What to do =
Reproduce, character for character, the part of the records that opens with the line containing "task: give the mask of every instance of the tv" and closes with the line containing "[[[133,41],[134,53],[151,76],[199,76],[199,36]]]", including both of those lines.

* Start *

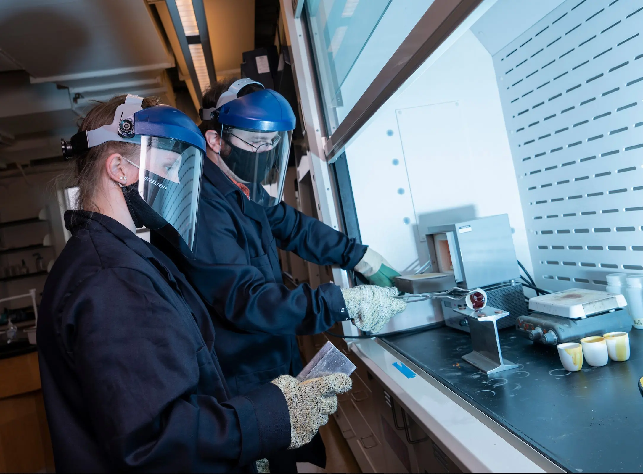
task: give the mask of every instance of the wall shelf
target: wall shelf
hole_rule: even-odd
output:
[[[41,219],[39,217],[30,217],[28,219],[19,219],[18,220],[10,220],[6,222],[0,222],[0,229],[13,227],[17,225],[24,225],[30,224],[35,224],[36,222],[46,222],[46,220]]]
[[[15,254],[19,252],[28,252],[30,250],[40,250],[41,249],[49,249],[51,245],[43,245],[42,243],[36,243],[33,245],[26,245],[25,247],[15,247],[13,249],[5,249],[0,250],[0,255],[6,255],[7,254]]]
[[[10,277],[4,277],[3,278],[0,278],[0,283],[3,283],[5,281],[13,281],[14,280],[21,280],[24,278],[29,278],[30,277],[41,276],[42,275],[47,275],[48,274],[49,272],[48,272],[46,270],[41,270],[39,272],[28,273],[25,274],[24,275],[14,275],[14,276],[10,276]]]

* End *
* Start *

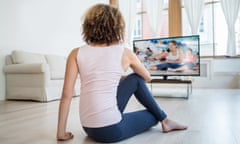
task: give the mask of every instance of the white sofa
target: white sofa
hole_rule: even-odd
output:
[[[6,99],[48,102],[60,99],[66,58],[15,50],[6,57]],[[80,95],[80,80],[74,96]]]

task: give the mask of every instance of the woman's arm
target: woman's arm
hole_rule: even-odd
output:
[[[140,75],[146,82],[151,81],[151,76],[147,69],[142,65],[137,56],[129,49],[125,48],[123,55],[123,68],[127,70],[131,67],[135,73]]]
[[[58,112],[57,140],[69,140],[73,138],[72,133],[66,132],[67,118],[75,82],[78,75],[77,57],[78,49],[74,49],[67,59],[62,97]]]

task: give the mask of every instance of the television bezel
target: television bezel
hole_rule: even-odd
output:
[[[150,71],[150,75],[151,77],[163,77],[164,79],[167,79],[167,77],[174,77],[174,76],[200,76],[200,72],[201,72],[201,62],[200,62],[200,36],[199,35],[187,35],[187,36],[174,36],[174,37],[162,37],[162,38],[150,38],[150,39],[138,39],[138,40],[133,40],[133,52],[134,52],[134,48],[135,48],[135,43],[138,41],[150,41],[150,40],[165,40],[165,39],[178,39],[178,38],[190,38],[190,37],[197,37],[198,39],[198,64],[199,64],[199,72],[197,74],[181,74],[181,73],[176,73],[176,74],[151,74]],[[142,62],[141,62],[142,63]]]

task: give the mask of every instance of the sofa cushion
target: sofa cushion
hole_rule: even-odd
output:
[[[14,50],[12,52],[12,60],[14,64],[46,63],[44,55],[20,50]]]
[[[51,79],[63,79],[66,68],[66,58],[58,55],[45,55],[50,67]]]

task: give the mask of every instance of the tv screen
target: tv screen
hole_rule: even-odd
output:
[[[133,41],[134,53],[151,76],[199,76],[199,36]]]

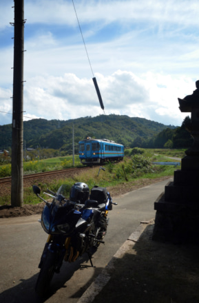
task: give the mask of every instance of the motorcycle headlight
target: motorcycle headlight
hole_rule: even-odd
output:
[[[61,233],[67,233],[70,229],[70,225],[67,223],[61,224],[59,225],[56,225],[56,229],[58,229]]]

* End *
* Start *

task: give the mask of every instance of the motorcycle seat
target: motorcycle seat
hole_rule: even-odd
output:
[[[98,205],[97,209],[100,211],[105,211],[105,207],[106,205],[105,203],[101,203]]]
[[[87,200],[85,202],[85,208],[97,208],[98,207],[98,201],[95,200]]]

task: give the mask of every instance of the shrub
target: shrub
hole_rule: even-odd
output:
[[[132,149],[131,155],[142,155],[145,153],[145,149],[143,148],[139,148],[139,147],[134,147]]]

* End *

Answer to this exercise =
task: give the mask of every instance of the tv screen
target: tv screen
hole_rule: even-odd
output:
[[[133,41],[134,53],[151,76],[199,76],[199,36]]]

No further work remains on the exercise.